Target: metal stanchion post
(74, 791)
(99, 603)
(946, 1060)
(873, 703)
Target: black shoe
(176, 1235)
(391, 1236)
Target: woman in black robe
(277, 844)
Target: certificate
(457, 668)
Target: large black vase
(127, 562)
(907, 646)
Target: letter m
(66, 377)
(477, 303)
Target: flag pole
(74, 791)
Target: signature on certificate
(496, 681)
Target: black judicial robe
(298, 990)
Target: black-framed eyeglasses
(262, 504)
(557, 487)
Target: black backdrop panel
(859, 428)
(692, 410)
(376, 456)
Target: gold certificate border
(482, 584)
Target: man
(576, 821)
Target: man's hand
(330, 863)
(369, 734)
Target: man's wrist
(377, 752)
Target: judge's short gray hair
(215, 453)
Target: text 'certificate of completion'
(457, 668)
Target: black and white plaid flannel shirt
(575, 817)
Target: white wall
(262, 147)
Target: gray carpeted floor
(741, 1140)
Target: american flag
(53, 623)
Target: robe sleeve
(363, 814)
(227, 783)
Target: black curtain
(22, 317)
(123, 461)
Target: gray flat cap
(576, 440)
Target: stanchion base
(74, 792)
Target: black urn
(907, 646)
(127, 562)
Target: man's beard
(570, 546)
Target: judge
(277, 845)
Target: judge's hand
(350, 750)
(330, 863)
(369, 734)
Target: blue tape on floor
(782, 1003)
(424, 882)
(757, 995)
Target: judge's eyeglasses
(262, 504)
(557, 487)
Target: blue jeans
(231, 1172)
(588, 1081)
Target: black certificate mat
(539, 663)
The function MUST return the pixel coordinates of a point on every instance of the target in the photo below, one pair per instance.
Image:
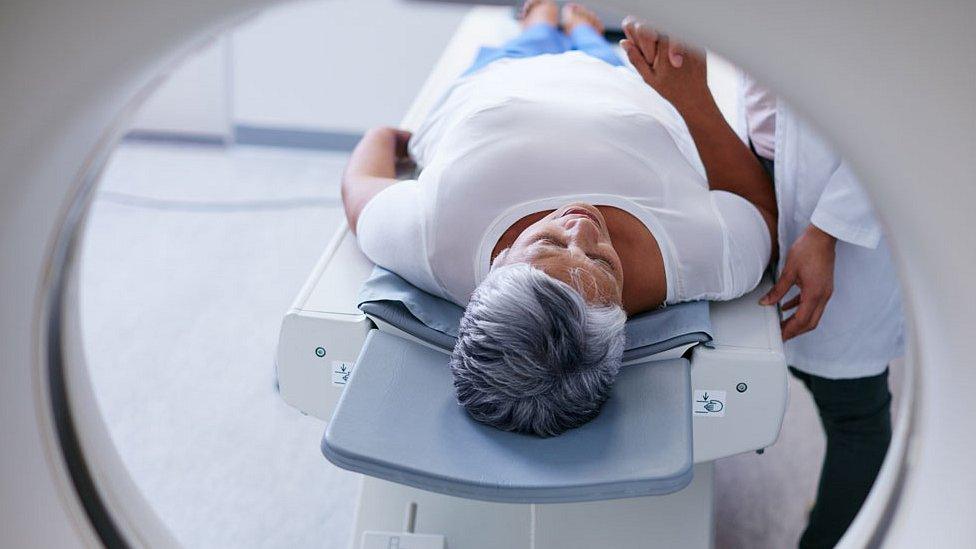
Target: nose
(583, 232)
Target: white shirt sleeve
(845, 212)
(392, 233)
(747, 243)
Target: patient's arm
(729, 164)
(371, 168)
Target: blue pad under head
(434, 320)
(398, 420)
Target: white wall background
(339, 66)
(332, 66)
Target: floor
(191, 257)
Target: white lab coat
(862, 328)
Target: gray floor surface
(191, 257)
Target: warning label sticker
(709, 403)
(341, 372)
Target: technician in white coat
(835, 271)
(836, 276)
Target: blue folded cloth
(434, 320)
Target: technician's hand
(674, 70)
(810, 267)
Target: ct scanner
(892, 83)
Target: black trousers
(856, 417)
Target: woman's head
(572, 244)
(534, 355)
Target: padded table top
(398, 420)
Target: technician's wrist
(699, 109)
(819, 235)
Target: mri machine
(891, 83)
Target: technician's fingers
(807, 317)
(791, 304)
(676, 54)
(402, 142)
(637, 60)
(783, 285)
(642, 36)
(661, 61)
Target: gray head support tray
(398, 418)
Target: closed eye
(607, 264)
(551, 242)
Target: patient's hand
(674, 70)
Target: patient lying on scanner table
(559, 192)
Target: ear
(500, 258)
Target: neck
(645, 286)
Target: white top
(862, 328)
(528, 135)
(760, 107)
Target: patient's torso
(527, 135)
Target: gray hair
(533, 356)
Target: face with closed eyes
(572, 244)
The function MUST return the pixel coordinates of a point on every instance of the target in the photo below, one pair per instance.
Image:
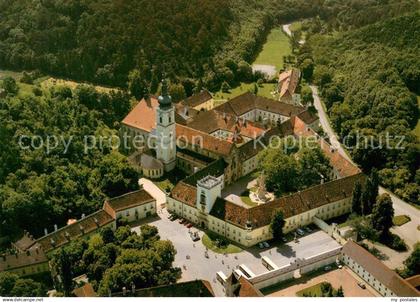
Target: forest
(102, 41)
(41, 187)
(369, 79)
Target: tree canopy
(113, 260)
(69, 180)
(369, 78)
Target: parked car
(361, 285)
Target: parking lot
(339, 277)
(200, 267)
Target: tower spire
(165, 99)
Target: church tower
(165, 130)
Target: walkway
(408, 231)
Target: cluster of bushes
(369, 79)
(37, 180)
(113, 260)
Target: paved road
(344, 277)
(408, 231)
(325, 123)
(199, 267)
(286, 29)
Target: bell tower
(165, 130)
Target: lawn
(168, 182)
(400, 220)
(296, 26)
(265, 91)
(209, 240)
(313, 291)
(247, 200)
(273, 51)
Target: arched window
(203, 198)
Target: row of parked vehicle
(303, 231)
(263, 245)
(189, 225)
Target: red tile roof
(341, 164)
(143, 115)
(198, 99)
(185, 193)
(248, 101)
(20, 260)
(127, 201)
(211, 121)
(379, 270)
(70, 232)
(203, 140)
(85, 291)
(290, 205)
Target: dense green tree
(306, 95)
(366, 83)
(412, 263)
(307, 68)
(9, 85)
(136, 84)
(382, 215)
(7, 282)
(107, 235)
(277, 224)
(281, 172)
(177, 92)
(339, 292)
(225, 87)
(28, 288)
(149, 233)
(13, 286)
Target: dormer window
(203, 198)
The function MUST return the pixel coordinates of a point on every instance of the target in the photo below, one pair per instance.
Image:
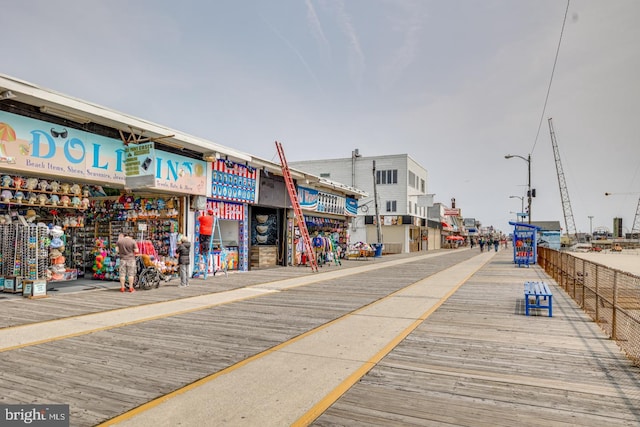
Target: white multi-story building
(402, 198)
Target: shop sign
(308, 198)
(319, 201)
(226, 210)
(139, 159)
(469, 222)
(34, 146)
(232, 181)
(351, 206)
(40, 148)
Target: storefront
(327, 217)
(88, 188)
(233, 188)
(267, 223)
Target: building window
(391, 206)
(387, 176)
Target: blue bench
(535, 294)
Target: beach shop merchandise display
(53, 170)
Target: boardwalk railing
(611, 297)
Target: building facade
(397, 217)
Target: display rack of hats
(19, 190)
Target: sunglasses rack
(23, 251)
(7, 248)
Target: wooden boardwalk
(477, 360)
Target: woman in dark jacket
(182, 251)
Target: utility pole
(375, 199)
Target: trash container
(378, 249)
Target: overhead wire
(555, 61)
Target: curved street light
(521, 202)
(528, 160)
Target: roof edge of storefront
(38, 96)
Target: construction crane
(569, 222)
(635, 229)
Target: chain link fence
(611, 297)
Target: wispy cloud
(316, 29)
(295, 51)
(410, 25)
(356, 59)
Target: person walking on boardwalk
(127, 249)
(183, 250)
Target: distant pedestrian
(183, 251)
(127, 249)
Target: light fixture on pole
(521, 202)
(530, 193)
(7, 94)
(65, 114)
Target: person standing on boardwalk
(183, 250)
(127, 249)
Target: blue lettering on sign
(74, 143)
(49, 143)
(44, 147)
(174, 169)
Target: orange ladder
(293, 195)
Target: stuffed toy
(56, 231)
(6, 196)
(31, 183)
(31, 215)
(18, 181)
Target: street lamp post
(521, 202)
(529, 195)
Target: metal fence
(611, 297)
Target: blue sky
(455, 84)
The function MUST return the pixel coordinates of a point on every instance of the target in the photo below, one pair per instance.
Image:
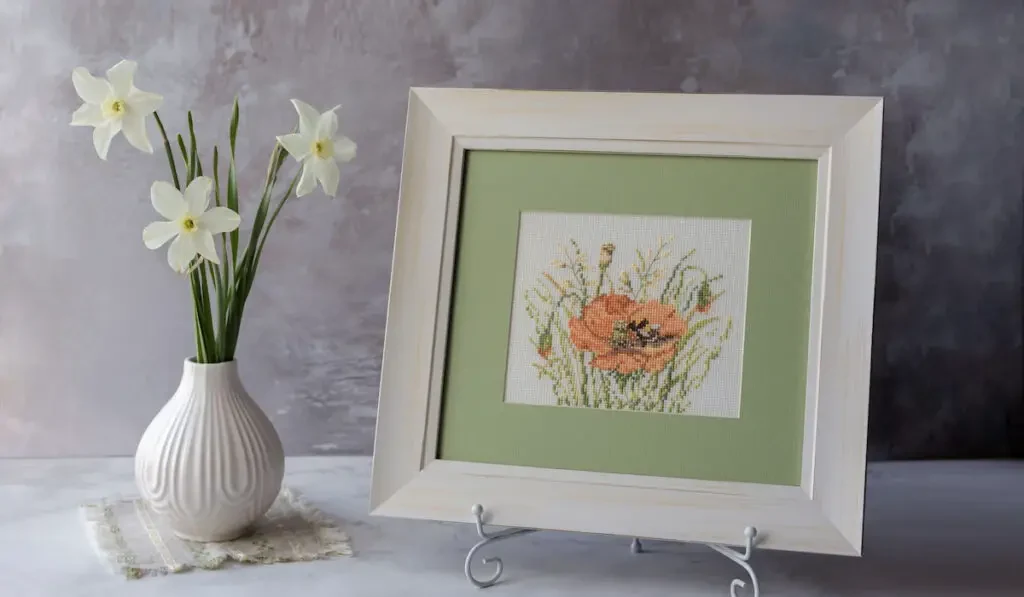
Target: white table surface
(932, 529)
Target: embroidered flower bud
(544, 344)
(604, 260)
(704, 297)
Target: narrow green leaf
(168, 151)
(273, 217)
(232, 204)
(216, 178)
(193, 151)
(200, 337)
(233, 129)
(184, 158)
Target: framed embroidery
(655, 325)
(641, 313)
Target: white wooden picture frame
(824, 512)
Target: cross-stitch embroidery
(629, 333)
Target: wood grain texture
(824, 514)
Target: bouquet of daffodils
(205, 243)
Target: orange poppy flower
(627, 336)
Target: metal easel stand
(740, 558)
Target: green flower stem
(168, 151)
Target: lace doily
(133, 542)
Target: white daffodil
(189, 223)
(114, 104)
(317, 148)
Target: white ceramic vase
(210, 464)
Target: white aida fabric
(624, 312)
(131, 540)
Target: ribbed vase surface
(210, 463)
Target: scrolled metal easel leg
(485, 539)
(742, 559)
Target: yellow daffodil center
(323, 148)
(115, 108)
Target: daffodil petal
(307, 181)
(198, 195)
(168, 201)
(296, 144)
(133, 125)
(101, 136)
(89, 88)
(219, 219)
(203, 241)
(327, 124)
(307, 117)
(121, 76)
(327, 172)
(87, 115)
(143, 101)
(344, 148)
(158, 233)
(181, 252)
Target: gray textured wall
(93, 326)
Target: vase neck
(210, 376)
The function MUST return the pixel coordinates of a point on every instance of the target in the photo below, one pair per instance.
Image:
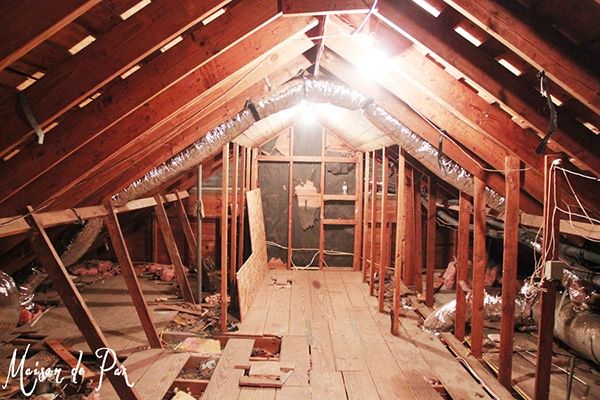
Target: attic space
(299, 199)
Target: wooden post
(224, 216)
(462, 265)
(358, 207)
(254, 173)
(548, 303)
(120, 248)
(74, 302)
(479, 264)
(509, 269)
(322, 211)
(187, 227)
(234, 212)
(373, 229)
(167, 234)
(418, 236)
(199, 211)
(290, 202)
(365, 195)
(409, 201)
(243, 189)
(431, 238)
(384, 239)
(400, 241)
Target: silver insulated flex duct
(289, 95)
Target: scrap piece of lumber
(65, 354)
(224, 383)
(487, 380)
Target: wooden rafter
(229, 76)
(124, 97)
(27, 23)
(506, 88)
(512, 31)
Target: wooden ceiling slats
(335, 65)
(27, 23)
(95, 162)
(322, 7)
(572, 138)
(516, 35)
(128, 95)
(105, 59)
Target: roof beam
(323, 7)
(510, 30)
(27, 23)
(417, 24)
(163, 143)
(345, 72)
(124, 97)
(84, 73)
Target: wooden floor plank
(294, 349)
(328, 386)
(278, 316)
(359, 385)
(224, 383)
(136, 364)
(347, 349)
(158, 378)
(254, 320)
(247, 393)
(294, 393)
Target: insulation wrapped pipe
(578, 328)
(290, 95)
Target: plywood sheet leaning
(253, 272)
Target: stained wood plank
(224, 383)
(27, 23)
(295, 349)
(157, 379)
(328, 385)
(359, 385)
(346, 346)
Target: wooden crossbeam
(111, 221)
(75, 304)
(505, 87)
(215, 80)
(169, 239)
(203, 45)
(324, 7)
(27, 23)
(509, 28)
(16, 225)
(81, 75)
(392, 102)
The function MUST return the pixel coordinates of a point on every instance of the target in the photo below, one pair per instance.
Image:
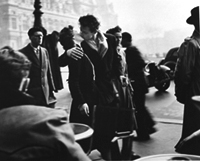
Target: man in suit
(41, 82)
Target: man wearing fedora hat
(187, 73)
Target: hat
(35, 29)
(194, 18)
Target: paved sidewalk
(161, 142)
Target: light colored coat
(41, 80)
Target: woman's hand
(75, 53)
(84, 109)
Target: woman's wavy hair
(89, 21)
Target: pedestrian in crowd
(81, 80)
(14, 71)
(102, 50)
(135, 65)
(41, 85)
(51, 44)
(29, 132)
(117, 32)
(188, 71)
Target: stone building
(16, 17)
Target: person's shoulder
(23, 49)
(109, 36)
(43, 49)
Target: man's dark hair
(89, 21)
(32, 30)
(114, 30)
(126, 36)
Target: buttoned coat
(190, 76)
(41, 80)
(106, 69)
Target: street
(163, 105)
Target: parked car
(170, 60)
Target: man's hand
(124, 80)
(84, 109)
(75, 53)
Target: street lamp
(37, 13)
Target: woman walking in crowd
(135, 65)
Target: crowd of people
(105, 70)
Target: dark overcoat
(106, 68)
(81, 85)
(190, 76)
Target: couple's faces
(37, 38)
(86, 34)
(118, 36)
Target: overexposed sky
(151, 18)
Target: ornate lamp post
(37, 13)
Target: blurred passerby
(135, 65)
(41, 85)
(188, 71)
(28, 131)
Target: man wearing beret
(188, 71)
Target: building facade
(16, 17)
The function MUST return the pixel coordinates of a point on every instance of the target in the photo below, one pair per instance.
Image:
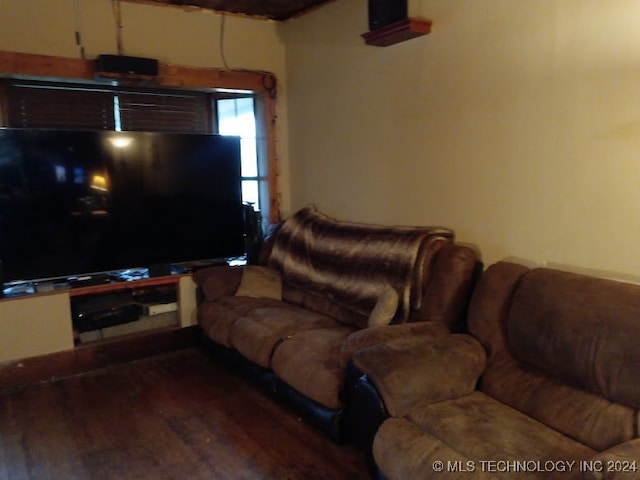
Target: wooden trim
(29, 371)
(32, 65)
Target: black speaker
(384, 12)
(159, 269)
(130, 65)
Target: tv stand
(35, 323)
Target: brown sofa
(323, 290)
(557, 355)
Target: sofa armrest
(218, 281)
(621, 462)
(367, 337)
(409, 372)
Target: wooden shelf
(397, 32)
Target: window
(237, 116)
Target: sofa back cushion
(561, 349)
(581, 329)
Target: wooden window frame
(263, 84)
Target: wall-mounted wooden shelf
(397, 32)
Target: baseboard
(28, 371)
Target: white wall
(179, 36)
(515, 122)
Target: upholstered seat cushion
(310, 363)
(475, 427)
(216, 318)
(260, 330)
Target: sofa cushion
(577, 413)
(216, 318)
(310, 363)
(582, 329)
(385, 308)
(403, 451)
(478, 427)
(258, 281)
(260, 330)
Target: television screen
(80, 202)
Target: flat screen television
(84, 202)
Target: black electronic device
(76, 203)
(385, 12)
(127, 65)
(95, 312)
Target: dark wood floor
(175, 416)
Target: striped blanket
(350, 263)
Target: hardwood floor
(174, 416)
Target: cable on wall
(117, 15)
(78, 27)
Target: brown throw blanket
(350, 263)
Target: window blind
(91, 107)
(59, 106)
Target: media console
● ● ● ● ● ● ●
Task instructions:
Take the line containing "Target: upholstered seat cushion" and each line after it up to the last line of the listing, and print them exactly.

Answer space:
Target: upholstered seat cushion
(310, 363)
(475, 427)
(216, 318)
(260, 330)
Target: sofa cushion
(577, 413)
(216, 318)
(310, 363)
(582, 329)
(385, 308)
(403, 451)
(478, 427)
(258, 281)
(260, 330)
Target: television screen
(80, 202)
Target: flat screen television
(84, 202)
Target: black electronic device
(76, 203)
(385, 12)
(127, 65)
(95, 312)
Target: dark wood floor
(175, 416)
Target: striped blanket
(350, 263)
Target: hardwood floor
(174, 416)
Target: cable on wall
(117, 15)
(78, 27)
Target: brown throw blanket
(350, 263)
Target: window blind
(91, 107)
(59, 106)
Target: media console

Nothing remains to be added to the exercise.